# WHAT YOU ARE ASKED TO DO
Copy the material below, starting at the line that contains "If you could point out the pale" and running through the end, with both ends included. Leave the pictures out of your copy.

Location labeling records:
-----

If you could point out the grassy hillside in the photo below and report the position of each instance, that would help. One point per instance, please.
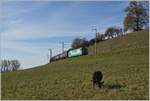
(122, 60)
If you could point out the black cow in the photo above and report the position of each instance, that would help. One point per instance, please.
(97, 78)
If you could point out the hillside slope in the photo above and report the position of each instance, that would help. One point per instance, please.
(122, 60)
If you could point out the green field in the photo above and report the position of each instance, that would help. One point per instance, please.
(122, 60)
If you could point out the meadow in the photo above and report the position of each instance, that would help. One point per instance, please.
(122, 60)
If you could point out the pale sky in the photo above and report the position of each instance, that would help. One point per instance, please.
(29, 28)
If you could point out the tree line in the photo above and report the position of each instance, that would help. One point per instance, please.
(9, 65)
(136, 19)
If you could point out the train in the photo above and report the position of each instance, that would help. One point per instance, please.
(70, 53)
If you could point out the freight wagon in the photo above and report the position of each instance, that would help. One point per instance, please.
(70, 53)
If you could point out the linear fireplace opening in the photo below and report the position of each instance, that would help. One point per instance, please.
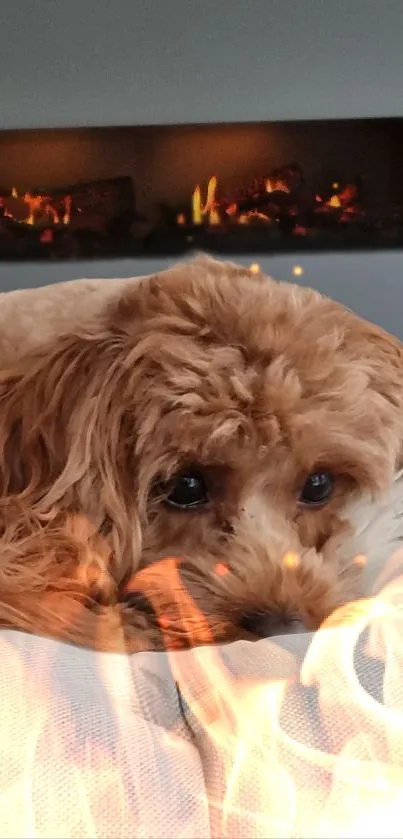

-----

# THE ANSWER
If you could point out the pale sky in the photo above and report the position of each instance, that would help. One point per instance, please.
(29, 28)
If you could point out the tree line in the photo above and report the position of each instance, that would help. One point per instance, please.
(9, 65)
(136, 19)
If you could point out the train in the photo above and report the position of each instance, that would help. One point per instance, please.
(70, 53)
If you could point out the freight wagon in the photo above and report the position of each instance, that would help. One point per instance, please.
(70, 53)
If you could point out the linear fireplace opening in the photo below and report the position of each instance, that would help. One point per instance, please.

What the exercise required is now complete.